§ **Extract**
>>
# TEST TRACK - various curves



## SD90WLMT (Feb 16, 2010)

Some times it is easier to be knowledgeable than just guess at something.
While everyone is aware I'm not building the typical layout size wise, I do dabble in a variety of projects for others. This forces me to stay ahead of the curve on design projects, and as such I finally needed a curved test track to plan ahead and ensure what I build will fit and work for My friends on their layouts.

Here is My new test track, built on plywood. I store it indoors, while bringing it outside to use as needed.

4 curves provide flexibility in design needs to try different approaches. Also this works great in a step down approach to find that curve that works best, yet is the limit for a piece of equipment.

I built 12ft, 10ft, 8ft, & 6ft Radius curves. These cover 90% of what I or friends run on.

The track used is flex track, installed using a huge temporary protractor to create smooth line work, then screwed to the plywood base.
<<
§ **What you will do**
A. Write out the test track post word for word, starting at "While everyone is" and ending at "use as needed.".
B. Carry on the post about the curved test track from the point where it now ends.

Location identification items:
>>
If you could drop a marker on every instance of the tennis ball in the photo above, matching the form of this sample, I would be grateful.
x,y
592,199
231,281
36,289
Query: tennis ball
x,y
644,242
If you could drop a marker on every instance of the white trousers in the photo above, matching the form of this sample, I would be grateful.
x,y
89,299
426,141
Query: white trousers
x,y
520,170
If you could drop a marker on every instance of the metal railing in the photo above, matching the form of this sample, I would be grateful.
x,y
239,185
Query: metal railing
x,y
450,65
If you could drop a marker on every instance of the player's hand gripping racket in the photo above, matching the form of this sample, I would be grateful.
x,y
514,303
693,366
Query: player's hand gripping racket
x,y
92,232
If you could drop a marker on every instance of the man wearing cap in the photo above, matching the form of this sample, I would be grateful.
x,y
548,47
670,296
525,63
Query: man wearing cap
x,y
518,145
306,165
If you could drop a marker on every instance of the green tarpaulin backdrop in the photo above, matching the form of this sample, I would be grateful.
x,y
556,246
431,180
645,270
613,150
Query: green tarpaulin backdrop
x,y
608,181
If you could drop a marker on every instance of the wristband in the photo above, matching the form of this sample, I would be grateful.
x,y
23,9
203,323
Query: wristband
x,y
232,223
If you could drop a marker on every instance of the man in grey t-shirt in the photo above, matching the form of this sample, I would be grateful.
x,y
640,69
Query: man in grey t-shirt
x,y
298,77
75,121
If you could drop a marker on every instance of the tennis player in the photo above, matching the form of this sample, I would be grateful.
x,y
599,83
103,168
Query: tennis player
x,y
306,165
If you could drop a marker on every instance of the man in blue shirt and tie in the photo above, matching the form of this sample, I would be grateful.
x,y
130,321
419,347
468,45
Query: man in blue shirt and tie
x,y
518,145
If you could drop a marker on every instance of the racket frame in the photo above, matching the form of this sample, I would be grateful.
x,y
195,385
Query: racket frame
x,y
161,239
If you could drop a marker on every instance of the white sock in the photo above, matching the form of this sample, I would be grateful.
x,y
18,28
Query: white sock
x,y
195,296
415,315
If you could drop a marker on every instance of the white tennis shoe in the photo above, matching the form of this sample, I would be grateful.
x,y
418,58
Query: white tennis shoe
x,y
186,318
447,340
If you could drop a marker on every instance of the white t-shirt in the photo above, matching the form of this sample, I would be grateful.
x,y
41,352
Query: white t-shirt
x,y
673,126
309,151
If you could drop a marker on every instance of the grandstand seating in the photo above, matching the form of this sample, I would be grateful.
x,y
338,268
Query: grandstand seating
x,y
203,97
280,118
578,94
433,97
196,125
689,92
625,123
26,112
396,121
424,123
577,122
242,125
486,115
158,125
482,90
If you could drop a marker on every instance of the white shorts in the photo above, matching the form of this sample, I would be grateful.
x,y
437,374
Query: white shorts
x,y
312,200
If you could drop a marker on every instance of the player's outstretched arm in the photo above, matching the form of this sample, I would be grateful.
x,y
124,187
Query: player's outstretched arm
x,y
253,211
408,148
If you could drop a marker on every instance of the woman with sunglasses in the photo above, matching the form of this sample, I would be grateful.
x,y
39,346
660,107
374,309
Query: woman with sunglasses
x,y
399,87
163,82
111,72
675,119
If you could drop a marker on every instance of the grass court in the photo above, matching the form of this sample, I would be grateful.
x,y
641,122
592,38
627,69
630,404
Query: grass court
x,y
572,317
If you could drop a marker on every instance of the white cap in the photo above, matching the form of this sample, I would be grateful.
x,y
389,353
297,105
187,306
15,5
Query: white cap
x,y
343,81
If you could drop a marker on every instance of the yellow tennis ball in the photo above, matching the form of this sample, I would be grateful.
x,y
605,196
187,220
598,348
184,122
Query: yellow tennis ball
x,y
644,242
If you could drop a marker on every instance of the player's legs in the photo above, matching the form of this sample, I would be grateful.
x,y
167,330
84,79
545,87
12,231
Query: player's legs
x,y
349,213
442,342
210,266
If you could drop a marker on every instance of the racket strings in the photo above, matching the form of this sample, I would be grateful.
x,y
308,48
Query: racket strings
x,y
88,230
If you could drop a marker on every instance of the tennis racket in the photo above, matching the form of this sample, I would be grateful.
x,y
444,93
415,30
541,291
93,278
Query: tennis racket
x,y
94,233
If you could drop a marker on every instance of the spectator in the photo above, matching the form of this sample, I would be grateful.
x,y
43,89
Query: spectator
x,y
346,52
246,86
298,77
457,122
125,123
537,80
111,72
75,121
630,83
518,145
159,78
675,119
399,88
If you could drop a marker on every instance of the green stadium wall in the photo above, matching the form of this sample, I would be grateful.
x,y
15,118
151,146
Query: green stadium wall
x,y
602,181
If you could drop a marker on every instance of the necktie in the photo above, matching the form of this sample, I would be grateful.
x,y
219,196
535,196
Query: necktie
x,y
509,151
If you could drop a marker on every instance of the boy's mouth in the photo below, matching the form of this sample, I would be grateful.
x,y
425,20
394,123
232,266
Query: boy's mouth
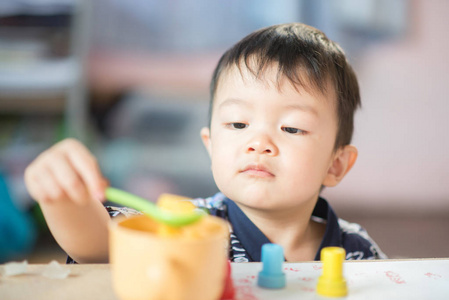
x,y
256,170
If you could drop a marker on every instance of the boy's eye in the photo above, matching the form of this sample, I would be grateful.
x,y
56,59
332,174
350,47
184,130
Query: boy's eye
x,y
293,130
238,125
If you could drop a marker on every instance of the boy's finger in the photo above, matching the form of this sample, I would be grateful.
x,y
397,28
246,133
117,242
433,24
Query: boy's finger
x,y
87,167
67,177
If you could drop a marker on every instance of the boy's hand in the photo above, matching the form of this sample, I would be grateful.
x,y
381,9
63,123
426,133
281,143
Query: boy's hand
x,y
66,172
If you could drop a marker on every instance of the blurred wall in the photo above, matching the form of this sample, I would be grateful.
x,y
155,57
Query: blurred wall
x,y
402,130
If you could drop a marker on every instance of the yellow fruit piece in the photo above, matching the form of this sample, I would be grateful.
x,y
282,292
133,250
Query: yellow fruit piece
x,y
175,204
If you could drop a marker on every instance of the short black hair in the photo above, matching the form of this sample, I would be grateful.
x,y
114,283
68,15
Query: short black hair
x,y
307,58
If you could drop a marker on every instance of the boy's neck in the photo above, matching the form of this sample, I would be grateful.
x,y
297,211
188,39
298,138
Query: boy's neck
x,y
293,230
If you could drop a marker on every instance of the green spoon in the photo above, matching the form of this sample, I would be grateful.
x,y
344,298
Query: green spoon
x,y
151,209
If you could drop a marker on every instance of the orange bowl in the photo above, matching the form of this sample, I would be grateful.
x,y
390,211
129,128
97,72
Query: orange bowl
<<
>>
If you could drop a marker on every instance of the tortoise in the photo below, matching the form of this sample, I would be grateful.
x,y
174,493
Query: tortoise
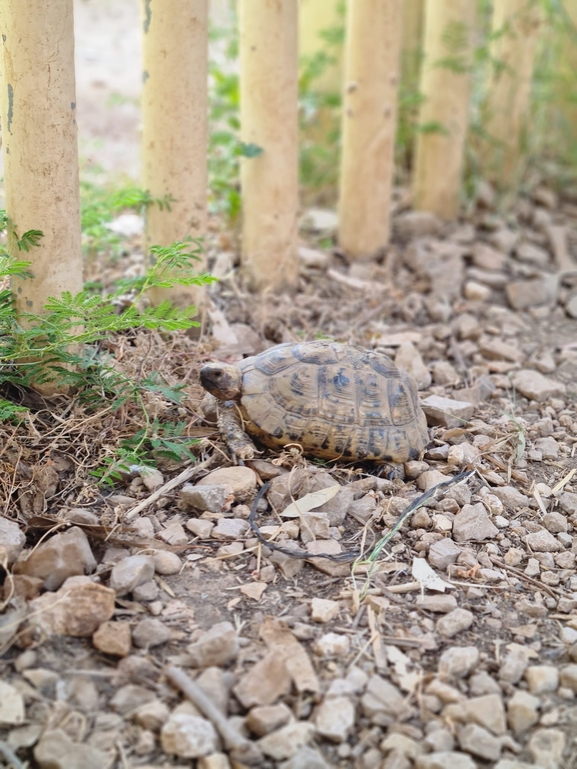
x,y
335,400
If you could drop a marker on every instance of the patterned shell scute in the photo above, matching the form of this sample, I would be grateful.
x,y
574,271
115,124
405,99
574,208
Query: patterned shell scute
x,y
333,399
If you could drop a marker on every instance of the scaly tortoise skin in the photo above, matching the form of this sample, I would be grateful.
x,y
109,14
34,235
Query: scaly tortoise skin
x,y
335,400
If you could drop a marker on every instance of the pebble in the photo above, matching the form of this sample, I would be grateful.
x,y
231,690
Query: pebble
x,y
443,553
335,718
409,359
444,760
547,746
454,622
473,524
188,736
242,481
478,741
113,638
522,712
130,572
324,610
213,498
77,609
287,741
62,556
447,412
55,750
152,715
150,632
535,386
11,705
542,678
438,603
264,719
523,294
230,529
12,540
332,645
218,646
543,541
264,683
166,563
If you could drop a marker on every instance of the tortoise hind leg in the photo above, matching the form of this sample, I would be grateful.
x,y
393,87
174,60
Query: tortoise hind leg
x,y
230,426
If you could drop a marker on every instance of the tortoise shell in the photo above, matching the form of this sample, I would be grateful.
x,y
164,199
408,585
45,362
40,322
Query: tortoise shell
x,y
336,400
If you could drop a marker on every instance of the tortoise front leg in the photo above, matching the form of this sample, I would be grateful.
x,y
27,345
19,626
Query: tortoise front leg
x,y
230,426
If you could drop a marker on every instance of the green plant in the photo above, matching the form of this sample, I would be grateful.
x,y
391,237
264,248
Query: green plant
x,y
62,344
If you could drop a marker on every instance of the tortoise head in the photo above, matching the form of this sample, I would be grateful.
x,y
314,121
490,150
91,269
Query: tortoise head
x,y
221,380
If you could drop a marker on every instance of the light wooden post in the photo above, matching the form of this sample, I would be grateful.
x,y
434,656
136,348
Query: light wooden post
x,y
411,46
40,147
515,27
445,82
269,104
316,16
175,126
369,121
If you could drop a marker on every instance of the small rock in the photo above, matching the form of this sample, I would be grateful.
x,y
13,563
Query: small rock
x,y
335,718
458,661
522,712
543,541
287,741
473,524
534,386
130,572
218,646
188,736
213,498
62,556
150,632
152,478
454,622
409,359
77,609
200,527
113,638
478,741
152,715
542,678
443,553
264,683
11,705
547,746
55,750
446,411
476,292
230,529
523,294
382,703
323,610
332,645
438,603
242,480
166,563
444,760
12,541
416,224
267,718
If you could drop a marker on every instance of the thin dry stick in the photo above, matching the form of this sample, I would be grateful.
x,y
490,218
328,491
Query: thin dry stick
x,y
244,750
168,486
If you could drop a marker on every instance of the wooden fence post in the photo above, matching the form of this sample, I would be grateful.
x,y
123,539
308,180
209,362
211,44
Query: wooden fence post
<<
>>
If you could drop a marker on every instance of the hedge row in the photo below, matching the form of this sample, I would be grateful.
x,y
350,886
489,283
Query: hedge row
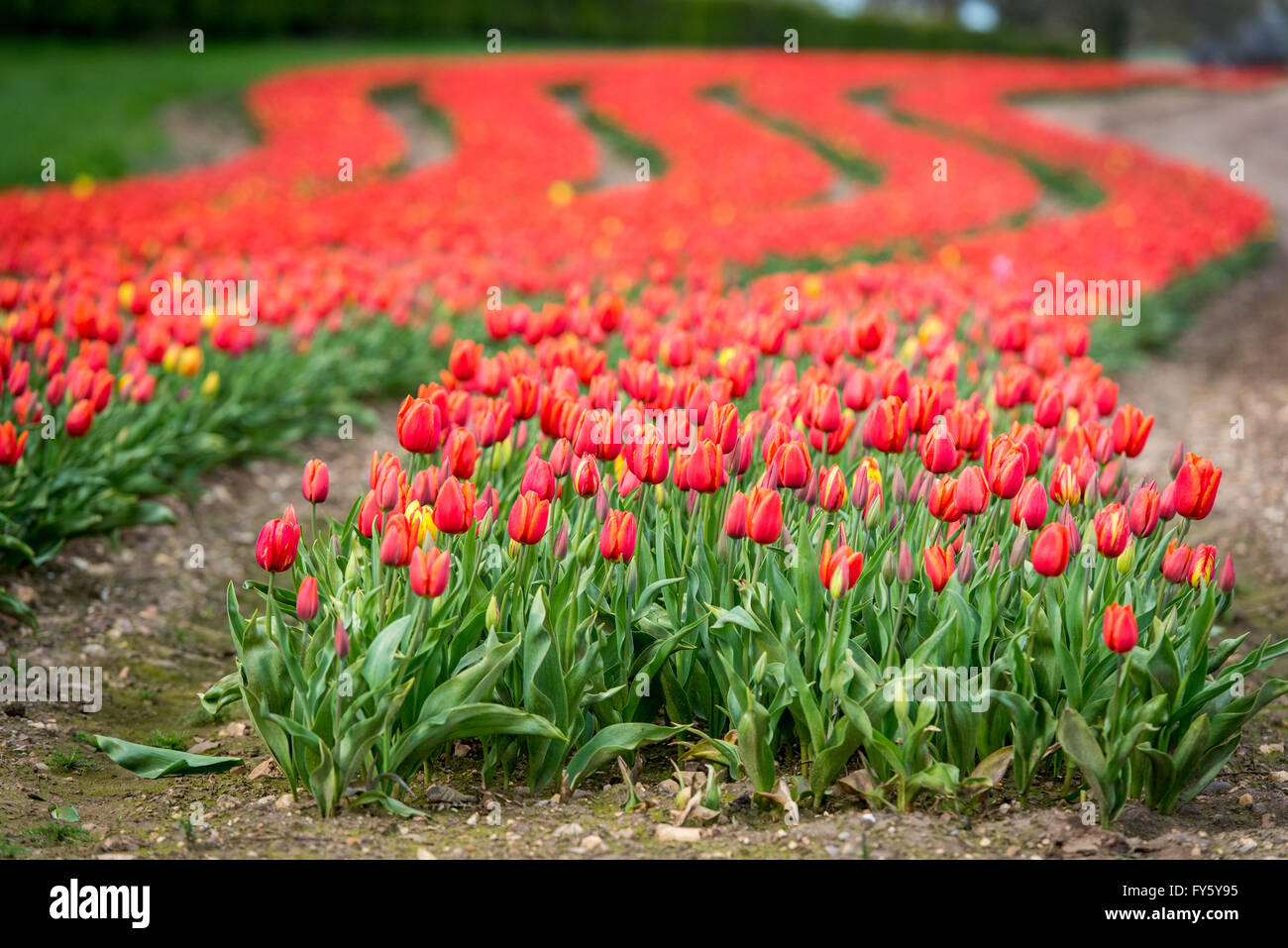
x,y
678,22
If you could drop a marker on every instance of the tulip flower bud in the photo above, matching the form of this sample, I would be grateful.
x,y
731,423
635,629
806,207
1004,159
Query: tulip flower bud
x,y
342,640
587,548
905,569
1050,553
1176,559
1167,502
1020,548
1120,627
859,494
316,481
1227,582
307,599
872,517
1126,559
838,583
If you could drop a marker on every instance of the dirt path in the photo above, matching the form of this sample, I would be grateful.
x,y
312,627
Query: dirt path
<<
§ **Outputs for the tasks**
A.
While everyone is aware I'm not building the typical layout size wise, I do dabble in a variety of projects for others. This forces me to stay ahead of the curve on design projects, and as such I finally needed a curved test track to plan ahead and ensure what I build will fit and work for My friends on their layouts.

Here is My new test track, built on plywood. I store it indoors, while bringing it outside to use as needed.

B.
Using a SD45 loco, coupled to a USAT 50 ft box car

Over hang on a 12 ft R 










Over hang on smaller 6 ft R










Using this curved track has helped Me on many projects I have been working on, knowing what fits and how much clearances may be existing or needed on a project.

Dirk
DMSRy.


----------



## ewarhol (Mar 3, 2014)

I'm gonna have to think of building something like that.

But for now, my tightest radius is 4.5' (9' diameter). If I can make it work now, then I know it will work on my future dream layout where the radii/diameters will be larger.

What kind of track is that? SVRR? Code 250?


----------



## SD90WLMT (Feb 16, 2010)

Llagas Creek, aluminum rail - code 250. Flex


----------



## fyrekop (Sep 20, 2011)

Dirk,
I have some 4' R pieces of brass Aristo if you want to make a "tighter" turn on another piece of plywood. I think my tightest curve is 5' R so there will be some hang over if you bring those larger engines.
Alan


----------



## SD90WLMT (Feb 16, 2010)

I'll have to pick n choose which large locos can swing trucks tight nuff for your layout...!
Many are limited down to 8 ft radius...as tight as they will safely run..

Well have to work up a list of power do's n don't see for my stuff...
I fully expect my steam power should not be as restrictive tho.


----------



## SD90WLMT (Feb 16, 2010)

I do need to possibly build a 5 ft R curve..for reference..in the future some time..


----------



## fyrekop (Sep 20, 2011)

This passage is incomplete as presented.